(WORK INSTRUCTIONS)
Copy every row below word for word, keeping their order.

(GIVEN RECORDS)
______________________________

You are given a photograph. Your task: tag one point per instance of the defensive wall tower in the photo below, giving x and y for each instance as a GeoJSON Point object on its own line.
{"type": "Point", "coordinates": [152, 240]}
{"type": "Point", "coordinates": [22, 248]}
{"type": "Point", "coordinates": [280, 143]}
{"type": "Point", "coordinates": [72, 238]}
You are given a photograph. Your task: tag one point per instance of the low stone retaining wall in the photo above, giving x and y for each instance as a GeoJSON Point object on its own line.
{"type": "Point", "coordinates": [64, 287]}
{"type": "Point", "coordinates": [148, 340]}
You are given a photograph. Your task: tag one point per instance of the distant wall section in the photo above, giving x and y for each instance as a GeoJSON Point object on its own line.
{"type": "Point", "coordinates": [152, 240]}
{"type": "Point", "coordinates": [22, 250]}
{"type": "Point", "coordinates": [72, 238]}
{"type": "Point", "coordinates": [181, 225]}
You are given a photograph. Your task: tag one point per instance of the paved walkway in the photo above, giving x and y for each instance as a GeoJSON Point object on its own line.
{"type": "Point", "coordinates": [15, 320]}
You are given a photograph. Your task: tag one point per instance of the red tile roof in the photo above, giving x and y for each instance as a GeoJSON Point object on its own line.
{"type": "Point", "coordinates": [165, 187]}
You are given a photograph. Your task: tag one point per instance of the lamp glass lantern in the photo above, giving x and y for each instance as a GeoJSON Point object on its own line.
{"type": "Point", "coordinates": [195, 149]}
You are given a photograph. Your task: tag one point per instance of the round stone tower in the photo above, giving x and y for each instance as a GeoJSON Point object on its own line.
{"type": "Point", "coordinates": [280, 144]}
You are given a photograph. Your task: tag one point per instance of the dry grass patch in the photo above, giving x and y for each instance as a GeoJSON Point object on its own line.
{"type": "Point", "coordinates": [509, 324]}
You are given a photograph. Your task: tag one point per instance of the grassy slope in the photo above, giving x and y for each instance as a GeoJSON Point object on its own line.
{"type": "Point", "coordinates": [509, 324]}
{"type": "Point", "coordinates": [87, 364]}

______________________________

(FINAL ANSWER)
You are given a photograph. Your task: tag one point per instance of the defensive wall tower in the photo below, giving x and y for each instance as a GeoJSON Point object on its own line.
{"type": "Point", "coordinates": [152, 240]}
{"type": "Point", "coordinates": [22, 248]}
{"type": "Point", "coordinates": [280, 143]}
{"type": "Point", "coordinates": [72, 238]}
You are given a photograph. Your task: tag one point per instance of the low stone retaining wall in the photo above, giving x and y for each instance as a GeoJSON Point object on its own line.
{"type": "Point", "coordinates": [64, 287]}
{"type": "Point", "coordinates": [148, 340]}
You are given a photograph. Your task: tag one point per instance of the distant wall section in the photo above, giving x and y for each instance as a GeoJSON Point object on its own line.
{"type": "Point", "coordinates": [152, 240]}
{"type": "Point", "coordinates": [22, 250]}
{"type": "Point", "coordinates": [72, 238]}
{"type": "Point", "coordinates": [181, 225]}
You are given a photograph. Your task: tag one point per instance of the paved walkway in the photo above, giving x and y for each instance as a GeoJSON Point object on its own line.
{"type": "Point", "coordinates": [15, 320]}
You are given a photograph. Your task: tag one point per instance of the red tile roof in the photo above, giving x and y for each instance as a GeoJSON Point object on its own line.
{"type": "Point", "coordinates": [165, 187]}
You are given a photograph. Your task: tag one point per instance of the lamp glass lantern in the photo above, giving x and y for each instance as a GeoJSON Point object on its own line.
{"type": "Point", "coordinates": [195, 149]}
You are given a photograph. Your task: tag one point per instance of the round stone tower in the photo above, giving x and y for each instance as a GeoJSON Point object on its own line.
{"type": "Point", "coordinates": [280, 144]}
You are given a photograph. Your task: tag one point per instance of the dry grass patch in the photo above, giving x and y for each instance as a GeoJSON Point object on its own line.
{"type": "Point", "coordinates": [509, 324]}
You are given a photograph. Your task: tag one point per instance of the grassy slope in the photo above, giving x and y for each instance as a GeoJSON Point object on its own line.
{"type": "Point", "coordinates": [509, 324]}
{"type": "Point", "coordinates": [87, 364]}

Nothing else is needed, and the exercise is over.